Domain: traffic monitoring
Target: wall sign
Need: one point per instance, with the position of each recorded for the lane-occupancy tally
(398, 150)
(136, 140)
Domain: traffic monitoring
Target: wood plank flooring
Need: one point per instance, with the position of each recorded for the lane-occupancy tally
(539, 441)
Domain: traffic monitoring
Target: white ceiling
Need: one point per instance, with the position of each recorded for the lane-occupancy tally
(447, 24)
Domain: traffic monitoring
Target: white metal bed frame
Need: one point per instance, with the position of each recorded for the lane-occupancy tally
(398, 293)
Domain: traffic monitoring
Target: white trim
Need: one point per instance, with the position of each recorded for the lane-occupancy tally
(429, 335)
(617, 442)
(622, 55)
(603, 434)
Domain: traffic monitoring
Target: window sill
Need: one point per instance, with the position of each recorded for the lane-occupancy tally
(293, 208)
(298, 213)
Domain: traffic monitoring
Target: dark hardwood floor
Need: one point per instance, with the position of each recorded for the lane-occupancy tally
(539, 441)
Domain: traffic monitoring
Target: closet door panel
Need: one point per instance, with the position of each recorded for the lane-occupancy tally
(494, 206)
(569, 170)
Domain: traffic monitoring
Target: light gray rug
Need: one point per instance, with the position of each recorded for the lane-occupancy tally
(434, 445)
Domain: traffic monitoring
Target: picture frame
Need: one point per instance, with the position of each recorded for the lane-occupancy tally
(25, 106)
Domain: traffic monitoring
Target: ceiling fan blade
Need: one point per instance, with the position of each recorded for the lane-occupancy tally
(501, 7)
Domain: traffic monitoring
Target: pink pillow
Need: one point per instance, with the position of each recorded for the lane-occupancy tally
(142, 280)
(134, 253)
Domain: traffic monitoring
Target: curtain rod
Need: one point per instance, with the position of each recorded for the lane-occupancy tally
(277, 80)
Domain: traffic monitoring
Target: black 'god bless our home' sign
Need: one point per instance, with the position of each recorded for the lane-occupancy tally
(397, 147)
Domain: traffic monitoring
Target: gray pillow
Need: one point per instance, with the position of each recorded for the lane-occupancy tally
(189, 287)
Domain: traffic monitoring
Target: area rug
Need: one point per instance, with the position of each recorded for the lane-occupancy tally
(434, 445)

- **Short problem**
Give the listing above again, word for word.

- **Response to the exercise**
Domain: traffic monitoring
Target: wall sign
Need: one point per instance, with the position of each recorded for the lane-occupancy tally
(398, 150)
(136, 140)
Domain: traffic monitoring
Target: wood plank flooring
Need: one point per instance, with the position of each recorded for the lane-occupancy tally
(539, 441)
Domain: traffic monitoring
Target: white ceiling
Need: one point per instance, with the position of each recorded for the lane-occupancy tally
(447, 24)
Domain: traffic monitoring
Target: white metal bed frame
Need: one point per instance, with the position of each recorded for the lane-occupancy tally
(398, 293)
Domain: traffic monitoring
Target: white trim
Need: one point per instance, with the position of each recorded for the lane-occupancy tally
(429, 335)
(617, 442)
(622, 55)
(603, 434)
Domain: traffic monitoring
Target: window sill
Need: one point per instance, with the position of each recorded for the lane-occupancy tally
(293, 208)
(298, 213)
Domain: traffic monitoring
Target: dark hardwood floor
Need: one point per instance, with the position of each recorded for the lane-occupancy tally
(539, 441)
Domain: traffic monitoring
Target: closet door panel
Need: one point per instance, with the position of each recorded for the lane-occupancy tally
(494, 206)
(569, 170)
Domain: traffic monitoring
Target: light gray rug
Need: one point per instance, with the position of each recorded for the lane-occupancy tally
(434, 445)
Domain: traffic monitoring
Target: picture frame
Need: one point per instance, with the position of each recorded for the lane-occupancy tally
(25, 106)
Domain: traffic monitoring
Target: ceiling fan blade
Need: one point per instance, with the position of each recorded for the lane-occupancy tally
(501, 7)
Domain: traffic monitoring
Target: pink pillow
Need: one point per instance, with the position of each recorded for the lane-occupancy tally
(142, 280)
(134, 253)
Domain: traffic monitoring
Target: curtain rod
Need: one point per instance, with the position of each recorded for the lane-occupancy tally
(277, 80)
Domain: traffic monitoring
Target: black 'god bless our home' sign
Need: one point per instance, with the position of each recorded for the lane-occupancy tally
(397, 147)
Domain: traffic monitoring
Target: gray pillow
Need: one point per instance, with the position of each recorded for the lane-occupancy tally
(189, 287)
Domain: traffic monitoring
Target: area rug
Need: one point per instance, with the position of each recorded for the lane-occupancy tally
(434, 445)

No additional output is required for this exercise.